- Text:
Meta, the parent company of Facebook, plans to release data that could help develop cheaper hydrogen fuel.
The data set, developed in collaboration with Carnegie Mellon University, could provide important input to artificial intelligence (AI) research looking for cheaper chemical catalysts for a critical chemical reaction used in hydrogen fuel production.
Currently, the oxygen evolution reaction (OER) process uses expensive precious metal oxides, like ruthenium and iridium oxide, making green energy more expensive and slowing the transition away from fossil fuels.
Meta's AI division and Carnegie's Department of Chemical Engineering are building machine learning models that simulate chemical reactions. This data set, the largest released in that field, could accelerate the discovery of low-cost catalysts.
The Open Catalyst Project, or OCP (not to be confused with the Facebook-launched Open Compute Project) began in 2020 with the launch of the largest data set of electrocatalyst structures to date, featuring more than 1.3 million molecular adsorptions onto surfaces.
The new OER data set contains around 8 million data points from 40,000 unique simulations, and includes a wide variety of oxide materials across 52 elements.
Current quantum mechanical simulation tools, such as density functional theory (DFT), can help researchers focus on catalysts and combinations that prove promising, "estimating the energy of a system and attempting to find the configuration with the lowest energy, or the 'relaxed' state," Facebook AI research scientist Larry Zitnick said in 2020.
But DFT requires immense computing power to simulate the movement of atoms, and struggles to scale as more atoms are simulated
OCP uses artificial intelligence to approximate DFT computation by training machine learning models with a small number of DFT calculations to teach them to approximate the energy and forces of molecules based on past data.
This new data set aims to open the door for such machine learning workloads. The data set and baseline models will be open-sourced "in the coming months," Meta said.
Hydrogen is one of a number of tools that will be required to help humanity rapidly transition off of fossil fuels - as long as it is created using renewable energy sources.
The fuel is of particular interest to the data center sector, which is seeking a replacement to its diesel backup generators.
Microsoft has been most vocal about experimenting with hydrogen, successfully powering a row of data center servers for 48 consecutive hours using hydrogen fuel cells back in 2020. A year later, it partnered with Caterpillar and Ballard Power Systems to test out hydrogen fuel cell backup generators at its data center in Quincy, Washington.
Keppel Data Centres is also exploring hydrogen power, and is studying importing the fuel from the H2Perth green hydrogen plant in Western Australia.
Also studying the fuel for data centers is Ireland's County Offaly.
Earlier this year, Dutch data center operator NorthC said it would install hydrogen fuel cells at a new Groningen data center, the first to do so in Europe.

- Exercises:
a - Summarize the article about Meta's catalyst data set in two sentences.
b - Answer these questions from the article about Meta's catalyst data set:
(i) How many unique simulations does the new OER data set come from?
(ii) For how many consecutive hours did Microsoft power a row of data center servers with hydrogen fuel cells?
(iii) In which city will NorthC install hydrogen fuel cells at a new data center?

- Supplied information:

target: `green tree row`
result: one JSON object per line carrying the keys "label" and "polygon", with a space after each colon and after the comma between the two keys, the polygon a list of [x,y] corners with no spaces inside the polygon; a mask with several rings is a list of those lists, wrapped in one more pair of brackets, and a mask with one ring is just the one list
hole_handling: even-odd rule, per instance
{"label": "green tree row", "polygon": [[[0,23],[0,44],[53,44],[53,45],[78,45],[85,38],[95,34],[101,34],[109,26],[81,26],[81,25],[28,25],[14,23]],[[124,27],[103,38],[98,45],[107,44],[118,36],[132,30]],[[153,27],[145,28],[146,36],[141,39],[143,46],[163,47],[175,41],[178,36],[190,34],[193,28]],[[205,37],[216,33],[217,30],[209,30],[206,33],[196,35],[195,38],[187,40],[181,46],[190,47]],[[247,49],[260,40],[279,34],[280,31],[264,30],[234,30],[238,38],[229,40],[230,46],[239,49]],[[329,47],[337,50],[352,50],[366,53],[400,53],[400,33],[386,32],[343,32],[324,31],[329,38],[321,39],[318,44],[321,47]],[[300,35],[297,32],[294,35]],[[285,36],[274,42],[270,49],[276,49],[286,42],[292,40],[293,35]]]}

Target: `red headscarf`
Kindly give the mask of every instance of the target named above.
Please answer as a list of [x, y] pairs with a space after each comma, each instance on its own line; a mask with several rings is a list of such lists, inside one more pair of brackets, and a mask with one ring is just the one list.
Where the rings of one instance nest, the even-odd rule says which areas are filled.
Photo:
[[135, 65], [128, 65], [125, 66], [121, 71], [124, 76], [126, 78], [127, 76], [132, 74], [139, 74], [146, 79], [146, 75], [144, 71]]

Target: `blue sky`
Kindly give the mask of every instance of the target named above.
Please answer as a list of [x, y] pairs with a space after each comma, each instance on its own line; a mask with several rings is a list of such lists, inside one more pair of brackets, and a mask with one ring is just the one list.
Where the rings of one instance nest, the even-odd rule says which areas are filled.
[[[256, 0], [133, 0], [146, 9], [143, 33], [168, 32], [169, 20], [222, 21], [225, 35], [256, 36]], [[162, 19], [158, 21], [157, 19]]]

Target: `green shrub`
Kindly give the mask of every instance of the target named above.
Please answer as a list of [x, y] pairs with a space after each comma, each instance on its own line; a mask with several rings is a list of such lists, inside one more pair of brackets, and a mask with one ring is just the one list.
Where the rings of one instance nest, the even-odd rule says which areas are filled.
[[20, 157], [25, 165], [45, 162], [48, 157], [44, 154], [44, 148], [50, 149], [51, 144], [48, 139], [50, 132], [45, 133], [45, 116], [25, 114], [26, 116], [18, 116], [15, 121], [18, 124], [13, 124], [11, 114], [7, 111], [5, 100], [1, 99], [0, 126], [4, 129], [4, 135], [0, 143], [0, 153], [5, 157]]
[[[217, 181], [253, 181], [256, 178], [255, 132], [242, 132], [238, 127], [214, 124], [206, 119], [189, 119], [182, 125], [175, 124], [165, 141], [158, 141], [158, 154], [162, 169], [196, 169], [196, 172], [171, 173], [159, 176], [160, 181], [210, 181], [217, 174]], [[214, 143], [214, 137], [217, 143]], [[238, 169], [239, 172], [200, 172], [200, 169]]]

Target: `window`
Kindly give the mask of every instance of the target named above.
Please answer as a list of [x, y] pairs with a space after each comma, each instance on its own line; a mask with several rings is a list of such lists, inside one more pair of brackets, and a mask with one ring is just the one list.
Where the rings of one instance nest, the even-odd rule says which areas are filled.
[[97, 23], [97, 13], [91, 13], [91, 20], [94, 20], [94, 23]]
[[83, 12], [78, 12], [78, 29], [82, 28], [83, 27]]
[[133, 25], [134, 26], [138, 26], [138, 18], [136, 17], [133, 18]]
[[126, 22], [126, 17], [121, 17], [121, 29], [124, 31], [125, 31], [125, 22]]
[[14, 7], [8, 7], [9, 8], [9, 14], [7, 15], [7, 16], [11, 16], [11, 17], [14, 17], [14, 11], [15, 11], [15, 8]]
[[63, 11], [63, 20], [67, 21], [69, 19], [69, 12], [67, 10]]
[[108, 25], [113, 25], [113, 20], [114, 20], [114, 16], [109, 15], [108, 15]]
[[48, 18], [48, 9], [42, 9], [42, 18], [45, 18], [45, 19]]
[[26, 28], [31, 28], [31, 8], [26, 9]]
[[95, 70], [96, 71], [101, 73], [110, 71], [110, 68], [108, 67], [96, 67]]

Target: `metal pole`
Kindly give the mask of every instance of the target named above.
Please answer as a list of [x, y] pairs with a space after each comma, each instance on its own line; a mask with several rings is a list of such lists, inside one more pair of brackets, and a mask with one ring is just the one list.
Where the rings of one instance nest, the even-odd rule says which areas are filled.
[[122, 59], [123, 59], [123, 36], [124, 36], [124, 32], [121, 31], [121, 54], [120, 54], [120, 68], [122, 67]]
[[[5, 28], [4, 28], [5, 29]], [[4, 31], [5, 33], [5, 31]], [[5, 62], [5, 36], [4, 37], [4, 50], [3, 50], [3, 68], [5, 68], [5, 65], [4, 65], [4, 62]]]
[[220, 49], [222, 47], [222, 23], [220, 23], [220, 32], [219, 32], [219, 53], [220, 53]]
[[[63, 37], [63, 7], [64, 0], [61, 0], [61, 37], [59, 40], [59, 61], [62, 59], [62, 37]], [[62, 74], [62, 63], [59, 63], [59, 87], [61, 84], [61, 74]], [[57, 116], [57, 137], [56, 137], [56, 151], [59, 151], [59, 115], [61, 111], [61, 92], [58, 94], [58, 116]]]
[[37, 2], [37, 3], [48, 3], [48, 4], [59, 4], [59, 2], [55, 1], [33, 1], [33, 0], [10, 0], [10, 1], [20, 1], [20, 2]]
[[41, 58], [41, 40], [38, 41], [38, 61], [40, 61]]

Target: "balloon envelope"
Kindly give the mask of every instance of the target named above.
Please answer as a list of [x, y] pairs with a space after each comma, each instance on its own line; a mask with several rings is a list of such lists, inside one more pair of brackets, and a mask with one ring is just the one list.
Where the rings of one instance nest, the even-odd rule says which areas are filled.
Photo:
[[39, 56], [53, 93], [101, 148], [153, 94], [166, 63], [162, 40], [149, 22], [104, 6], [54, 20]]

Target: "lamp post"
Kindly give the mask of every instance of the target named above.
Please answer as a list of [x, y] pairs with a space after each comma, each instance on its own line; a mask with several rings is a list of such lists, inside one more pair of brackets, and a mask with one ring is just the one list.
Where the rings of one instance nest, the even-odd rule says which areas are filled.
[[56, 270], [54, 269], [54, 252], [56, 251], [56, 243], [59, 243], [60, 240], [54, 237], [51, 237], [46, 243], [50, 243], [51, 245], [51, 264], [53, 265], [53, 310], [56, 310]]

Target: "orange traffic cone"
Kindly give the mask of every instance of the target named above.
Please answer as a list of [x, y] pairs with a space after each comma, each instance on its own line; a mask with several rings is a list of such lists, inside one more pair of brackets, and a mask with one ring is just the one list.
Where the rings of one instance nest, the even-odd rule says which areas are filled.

- Task answers:
a - Meta, working with Carnegie Mellon University, plans to release a data set of about 8 million data points that could help machine learning models find cheaper catalysts for the oxygen evolution reaction used in hydrogen fuel production, a process that currently relies on expensive precious metal oxides. Hydrogen is of particular interest to the data center sector as a replacement for diesel backup generators, and Microsoft, Keppel Data Centres and NorthC are among those exploring it.

b -
(i) 40,000
(ii) 48 hours
(iii) Groningen